▶ INPUT DATA:
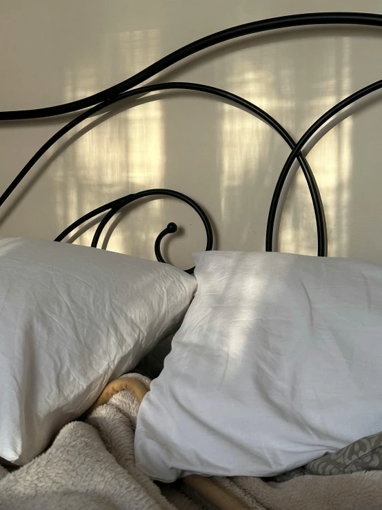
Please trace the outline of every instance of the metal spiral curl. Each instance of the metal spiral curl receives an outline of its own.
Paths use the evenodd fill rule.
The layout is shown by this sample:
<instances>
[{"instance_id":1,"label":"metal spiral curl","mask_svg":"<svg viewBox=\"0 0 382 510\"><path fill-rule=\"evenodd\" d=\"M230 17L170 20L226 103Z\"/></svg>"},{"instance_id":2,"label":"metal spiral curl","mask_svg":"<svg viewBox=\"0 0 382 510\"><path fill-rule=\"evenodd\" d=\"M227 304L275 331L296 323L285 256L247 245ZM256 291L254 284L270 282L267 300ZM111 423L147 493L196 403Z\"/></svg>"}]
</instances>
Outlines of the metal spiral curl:
<instances>
[{"instance_id":1,"label":"metal spiral curl","mask_svg":"<svg viewBox=\"0 0 382 510\"><path fill-rule=\"evenodd\" d=\"M144 190L143 191L139 191L137 193L130 193L130 195L126 195L125 197L119 198L117 200L113 200L112 202L105 204L105 206L98 207L97 209L94 209L93 210L90 211L90 213L88 213L88 214L84 215L81 218L74 222L71 225L70 225L67 228L61 232L61 233L56 237L54 241L62 241L75 228L89 221L89 219L91 219L94 216L97 216L97 215L101 213L104 213L105 210L108 210L108 213L103 217L103 218L102 218L102 219L99 222L93 236L91 246L97 248L98 242L99 241L99 238L103 229L105 228L108 223L110 221L110 219L113 217L113 216L119 213L121 209L132 204L136 200L139 200L140 199L145 198L146 197L161 195L177 198L185 202L194 209L194 210L198 214L201 221L203 222L203 224L204 225L204 228L205 229L205 234L207 236L205 251L210 251L210 250L212 250L214 246L214 234L212 231L212 227L211 226L211 223L208 219L208 217L202 209L202 208L194 200L193 200L190 197L188 197L186 195L184 195L183 193L181 193L179 191L175 191L174 190L169 190L161 188L152 190ZM157 237L154 244L154 251L155 256L157 257L157 259L158 260L158 262L164 262L165 264L166 263L166 261L164 259L161 252L161 242L162 239L168 234L174 233L177 232L177 230L178 226L177 225L177 224L171 222ZM188 273L191 275L194 273L194 267L192 267L190 268L190 269L185 269L185 273Z\"/></svg>"}]
</instances>

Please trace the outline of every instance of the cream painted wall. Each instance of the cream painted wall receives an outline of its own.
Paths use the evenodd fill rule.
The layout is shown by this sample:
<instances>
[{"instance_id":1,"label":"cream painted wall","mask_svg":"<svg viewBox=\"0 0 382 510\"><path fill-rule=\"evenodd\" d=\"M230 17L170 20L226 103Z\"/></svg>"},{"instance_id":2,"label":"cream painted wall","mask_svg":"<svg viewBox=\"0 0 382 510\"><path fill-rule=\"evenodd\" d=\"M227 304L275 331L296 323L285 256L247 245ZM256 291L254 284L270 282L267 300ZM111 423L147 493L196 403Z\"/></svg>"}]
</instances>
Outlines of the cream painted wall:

▶ WHAT TO PRODUCE: Rewrite the entire listing above as a numbered list, one item per line, with blank lines and pictures omitted.

▶ RESULT:
1. Please trace the outline of every instance of the metal spiral curl. Each instance of the metal spiral curl receives an outline of its own.
2. Paths use the evenodd fill rule.
3. The layout is shown by this sample:
4. <instances>
5. [{"instance_id":1,"label":"metal spiral curl","mask_svg":"<svg viewBox=\"0 0 382 510\"><path fill-rule=\"evenodd\" d=\"M230 17L170 20L226 103Z\"/></svg>"},{"instance_id":2,"label":"metal spiral curl","mask_svg":"<svg viewBox=\"0 0 382 510\"><path fill-rule=\"evenodd\" d=\"M227 304L275 331L296 323L285 256L247 245ZM256 291L254 284L270 282L267 300ZM111 423L147 493L196 403Z\"/></svg>"}]
6. </instances>
7. Outlines of the metal spiral curl:
8. <instances>
9. [{"instance_id":1,"label":"metal spiral curl","mask_svg":"<svg viewBox=\"0 0 382 510\"><path fill-rule=\"evenodd\" d=\"M144 190L143 191L139 191L137 193L130 193L130 195L126 195L125 197L119 198L117 200L113 200L112 202L105 204L105 206L98 207L97 209L94 209L93 210L90 211L90 213L88 213L88 214L84 215L81 218L74 222L71 225L70 225L67 228L61 232L61 233L56 237L54 241L62 241L75 228L89 221L89 219L91 219L94 216L97 216L97 215L101 213L104 213L105 210L108 210L108 213L103 217L103 218L102 218L102 219L99 222L93 236L91 246L97 248L98 242L99 241L99 238L103 229L105 228L108 223L110 221L110 219L113 217L113 216L119 213L121 209L132 204L136 200L139 200L140 199L145 198L146 197L161 195L177 198L185 202L194 209L194 210L198 214L201 221L203 222L203 224L204 225L204 228L205 229L205 234L207 236L205 251L210 251L210 250L212 250L214 246L214 234L212 231L212 227L211 226L211 223L208 219L208 217L202 209L202 208L194 200L193 200L190 197L188 197L186 195L184 195L183 193L181 193L179 191L175 191L174 190L169 190L161 188L152 190ZM157 237L154 244L154 251L155 256L157 257L157 259L158 260L158 262L164 262L165 264L166 263L166 261L164 259L161 252L161 242L162 239L168 234L174 233L177 232L177 230L178 226L177 225L177 224L171 222ZM188 273L191 275L194 273L194 267L192 267L190 268L190 269L185 269L185 273Z\"/></svg>"}]
10. </instances>
11. Please trace the outline of every instance of the cream painted wall. Each instance of the cream painted wall receives an outline of its own.
12. Paths use the evenodd fill rule.
13. The layout is shown by this sample:
14. <instances>
15. [{"instance_id":1,"label":"cream painted wall","mask_svg":"<svg viewBox=\"0 0 382 510\"><path fill-rule=\"evenodd\" d=\"M230 17L170 20L226 103Z\"/></svg>"},{"instance_id":2,"label":"cream painted wall","mask_svg":"<svg viewBox=\"0 0 382 510\"><path fill-rule=\"evenodd\" d=\"M227 304L275 331L296 323L285 256L247 245ZM256 291L254 284L270 282L267 300ZM111 423L147 493L196 403Z\"/></svg>"}]
16. </instances>
17. Outlines of the cream painted wall:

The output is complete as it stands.